*Selected passage*.
▬▬▬▬▬▬▬▬▬▬

Waiting Is The Hardest Part

Thursday, December 3, 2009

Waiting Is The Hardest Part

. Thursday, December 3, 2009

Over the past 3 seasons, I have been fortunate enough to go to over 70 Cubs games. Living within walking distance of Wrigley allows me the opportunity of seizing a last minute deal on Craigslist or being available when someone has the allusive extra ticket up for grabs. While that is a lot of games for the average Cubs fan, it has never been enough to satiate my needs. Thus, like many other people, I have signed up for the season ticket waitlist. I am now entering my third year on the list, and the results, are not promising:


Now, I know 46,845 isn’t horrible, especially considering it is over 100,000 deep, but I have moved up a dismal 172 spots in my three years. That is an average of 57 spots per year. In other words, I am 990 years away from receiving my tickets. I will repeat. I AM A MILLENIUM AWAY FROM MY TICKETS! So, in honor of my first season ticket game, I will make predictions, a la Conan, for the YEAR 3000 (in the year three-thouusssssaaaaaand).

See the predictions, after the jump.




In the year 3000, the Cubs will lose an epic battle to the robots, as they were unprepared for the robots unique playing style. A picture has been obtained, and we can see that they tricked the Cubbies into a fight while they zoomed around the base path.



IN THE YEAR THREEEE-THOUSAND!

▬▬▬▬▬▬▬▬▬▬

*Given information*.
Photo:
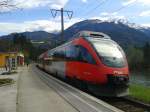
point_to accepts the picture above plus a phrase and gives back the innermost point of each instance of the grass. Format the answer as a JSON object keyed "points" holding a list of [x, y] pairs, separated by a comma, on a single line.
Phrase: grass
{"points": [[140, 93], [9, 73], [6, 81]]}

▬▬▬▬▬▬▬▬▬▬

*Direction 1*. In the blog post above about the Cubs season ticket waitlist, why does the author say living near Wrigley helps in getting to games? Answer in one to three sentences.
*Direction 2*. Summarize the blog post about the Cubs season ticket waitlist in three sentences.
*Direction 3*. According to the blog post about the Cubs season ticket waitlist, how deep is the waitlist?

*Full answer 1*. Living within walking distance of Wrigley lets the author take a last-minute deal found on Craigslist. It also makes the author available when someone has an extra ticket to give away.

*Full answer 2*. The author has been to more than 70 Cubs games over the past three seasons but still wants more, so the author signed up for the season ticket waitlist. Now entering a third year on the list, the author is at number 46,845 and has moved up only 172 spots in three years. In honor of a first season ticket game, the author jokingly predicts that in the year 3000 the Cubs will lose an epic battle to robots.

*Full answer 3*. It is over 100,000 deep.